Return each of the rows below word for word, with no changes.

** Start of Stored data **

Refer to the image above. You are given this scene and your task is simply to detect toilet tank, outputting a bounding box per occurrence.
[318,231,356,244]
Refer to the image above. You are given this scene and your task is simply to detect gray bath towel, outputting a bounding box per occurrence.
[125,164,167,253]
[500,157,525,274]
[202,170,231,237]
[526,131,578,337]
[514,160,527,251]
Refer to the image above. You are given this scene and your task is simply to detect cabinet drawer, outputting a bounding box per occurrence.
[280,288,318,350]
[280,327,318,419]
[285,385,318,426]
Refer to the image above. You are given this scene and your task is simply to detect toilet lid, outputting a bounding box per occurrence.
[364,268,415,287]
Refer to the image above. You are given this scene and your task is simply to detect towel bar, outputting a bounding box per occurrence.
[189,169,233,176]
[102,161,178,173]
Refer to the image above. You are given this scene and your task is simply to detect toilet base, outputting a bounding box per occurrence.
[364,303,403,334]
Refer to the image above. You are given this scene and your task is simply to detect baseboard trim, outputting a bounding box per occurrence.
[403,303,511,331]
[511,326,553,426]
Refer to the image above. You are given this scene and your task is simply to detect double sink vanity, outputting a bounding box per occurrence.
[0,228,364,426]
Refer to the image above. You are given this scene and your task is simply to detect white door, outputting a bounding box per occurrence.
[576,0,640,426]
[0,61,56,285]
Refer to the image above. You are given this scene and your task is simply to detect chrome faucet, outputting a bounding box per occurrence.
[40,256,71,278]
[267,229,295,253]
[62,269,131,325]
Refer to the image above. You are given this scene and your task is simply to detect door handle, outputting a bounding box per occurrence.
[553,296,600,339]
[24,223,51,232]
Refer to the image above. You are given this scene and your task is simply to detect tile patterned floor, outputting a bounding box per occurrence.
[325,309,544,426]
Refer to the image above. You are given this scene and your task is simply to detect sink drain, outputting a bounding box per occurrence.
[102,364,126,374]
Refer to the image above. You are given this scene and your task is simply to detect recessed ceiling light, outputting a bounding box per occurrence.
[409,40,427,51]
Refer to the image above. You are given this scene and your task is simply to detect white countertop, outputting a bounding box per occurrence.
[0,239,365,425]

** End of Stored data **

> [Answer to the task]
Refer to the image above. You are given this scene and your task is simply to detect toilet tank, outputting a bounding box per occurrence.
[318,231,356,244]
Refer to the image above. You are given this scene and your task is simply to detect gray bath towel, outputting a bounding box per occurrence.
[125,164,167,253]
[500,157,525,274]
[202,170,231,237]
[526,131,578,337]
[514,160,527,251]
Refer to the image above. You are given this scene and your task is simply to detect cabinet drawer, outputting a bounding box per occurrence.
[280,288,318,350]
[280,327,318,419]
[285,385,318,426]
Refer to the image above. You are given this scene and your task is simply to detect toilet lid, outputting a bounding box per occurrence.
[364,268,415,287]
Refer to the image above. You are given this scene and your task is simply to detect towel bar, outputting a bounding box per occurrence.
[189,169,233,176]
[102,161,178,173]
Refer to the image above. You are given this scene and your task is simply to detect toilet base, outputting a bounding box per occurrence.
[364,303,403,334]
Refer to the image above. You are given this scene and your task is simply to detect baseboard trim, outputting a bounding box per occurrence.
[403,303,511,331]
[511,326,553,426]
Refer to the image above. You are given this scene and your task is simply to detect double sink vanity, outputting a bounding box per occurrence.
[0,228,364,426]
Refer to the image above. You are given this scene and your task is simply to detect white door, outputting a bounding box per occurrence.
[576,0,640,426]
[0,61,56,285]
Refer to the image above. You are given this scene and your task is simply to detect chrome faucet, outputting a bounding box per occurrence.
[40,256,71,278]
[267,229,295,253]
[62,269,131,325]
Refer to the image above. You are given this scene and your task is simply to detect door handle, outputting a bounding box per occurrence.
[553,296,600,339]
[24,223,51,232]
Refer to the image above. You are given this scene and your task is simply to detect tile patterned floor, outputting a bounding box per occurrence.
[325,309,544,426]
Refer to the image above. You are given this scene and your task is simply to detect sink drain, outputting a bounding box per occurrence.
[102,364,126,374]
Refer to the image above. You are given this scene and your task is simply to detect recessed ceiling light, outputting a bounding box per occurrence.
[409,40,427,51]
Refer to the image above. You are given this scene and your task is simply to detect white countertop, outputting a bounding box per occurrence.
[0,239,365,425]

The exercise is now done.